**Page text:**
So how do we prepare?
Like most compliance efforts, early preparation is essential, especially to achieve compliance with some of the more onerous requirements detailed in the PDPL. As a priority, organizations should follow this six-point plan:
Step 1: Understand the data.
Organizations must understand what data they hold, how it is used and who it is shared with. This can be accomplished by creating a record of processing activities to trace data through the information lifecycle. This document can be used as a single source of truth and to inform other compliance activities.
Step 2: Establish governance.
Identifying local representatives where appropriate and appointing data officers will be an essential step. These individuals should be integrated into existing data protection or security networks of governance to enable the successful communication and escalation of risks.
Step 3: Create policies and procedures.
Policies and processes must be updated to reflect the new data protection responsibilities, including procedural guidance for responding to data subject rights requests and issuing data breach notifications. Policy refreshes must also address the assessment of data protection and security standards in place among third parties.
Step 4: Implement and test breach plans.
Organizations need a robust data breach plan that articulates each step involved in responding to a breach, the individuals and teams involved, and the timelines to complete each step. Testing your plan will help to ensure your teams are cohesive and ready should an actual incident occur.
Step 5: Identify international data transfers.
Using the ROPAs as a starting point, organizations should seek to understand what data is transferred internationally and where it is transferred to. This includes understanding how limitations in the law may affect these transfers and beginning to adopt strategies for compliance.
Step 6: Provide training and change management.
Training is an effective tool to develop a sustainable culture of compliance. To complement training activities, organizations should consider identifying change management strategies to help ensure that the compliance activities are embedded successfully.

**Collected material:**
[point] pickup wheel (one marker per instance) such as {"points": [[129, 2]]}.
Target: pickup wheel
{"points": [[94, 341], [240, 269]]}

**Written task A:**
List the six steps of the plan in the PDPL preparation text, in order.
**Written task B:**
Extract the passage of the PDPL preparation text from "Organizations need a" up to and including "actual incident occur.".
**Written task C:**
Answer these questions using the PDPL preparation text.
(i) According to Step 1, what record can organizations create to trace data through the information lifecycle?
(ii) What does Step 5 name as the starting point for understanding international data transfers?
(iii) According to Step 4, what will testing the breach plan help to ensure?
The listing has no part in this work.

**Final answer A:**
1. Understand the data.
2. Establish governance.
3. Create policies and procedures.
4. Implement and test breach plans.
5. Identify international data transfers.
6. Provide training and change management.

**Final answer B:**
Organizations need a robust data breach plan that articulates each step involved in responding to a breach, the individuals and teams involved, and the timelines to complete each step. Testing your plan will help to ensure your teams are cohesive and ready should an actual incident occur.

**Final answer C:**
(i) A record of processing activities.
(ii) The ROPAs.
(iii) That teams are cohesive and ready should an actual incident occur.